(Instruction)
Reproduce the following listing line for line, omitting the pictures from your answer.

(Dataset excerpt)
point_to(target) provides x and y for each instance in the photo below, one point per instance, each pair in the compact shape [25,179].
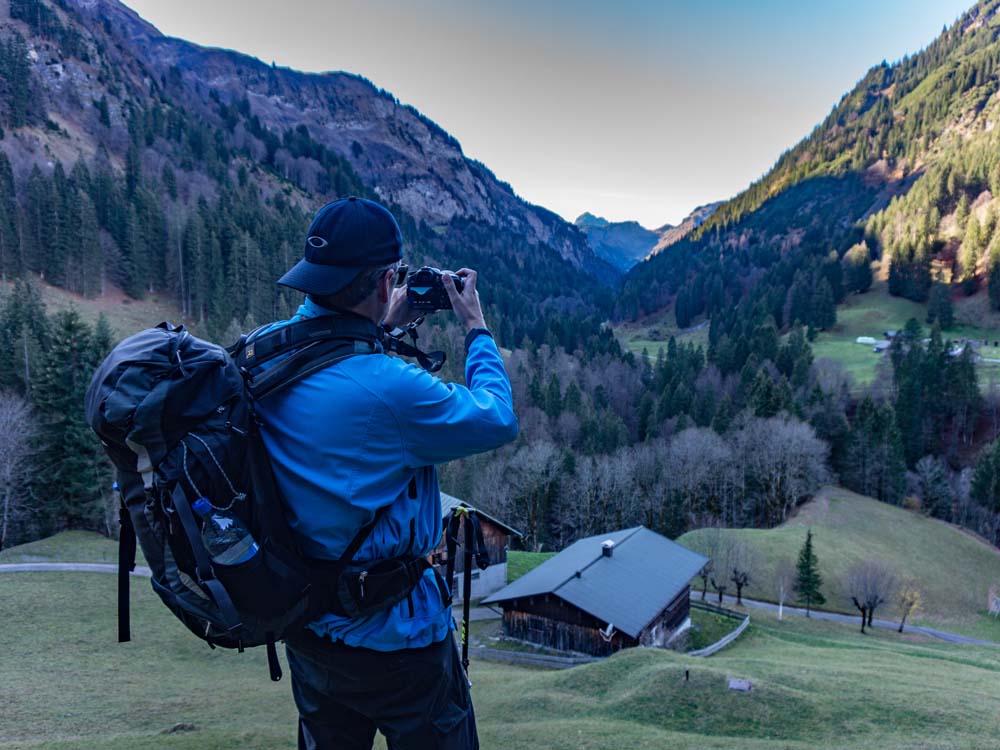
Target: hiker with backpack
[285,489]
[362,438]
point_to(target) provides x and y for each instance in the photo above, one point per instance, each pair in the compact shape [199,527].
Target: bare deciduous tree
[707,543]
[869,583]
[743,564]
[16,431]
[910,599]
[784,580]
[719,577]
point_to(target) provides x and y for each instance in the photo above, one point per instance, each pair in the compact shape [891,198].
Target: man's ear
[385,287]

(Written answer)
point_to(target) provides x and y for each instance in the photo below, one point per instance, each pair in the compact shape [25,179].
Target: hiker with backpack
[285,489]
[362,438]
point_to(target) provides x and y for each instance in the photo above, one point per instance, each pair in the compact shape [199,527].
Target: bare deciduous tree
[707,543]
[869,583]
[743,564]
[16,431]
[910,599]
[784,580]
[719,577]
point_to(target) provides x and y for each instance in the photo above, one point per instance, each pair in the compact shape [891,198].
Target: man's ear
[385,287]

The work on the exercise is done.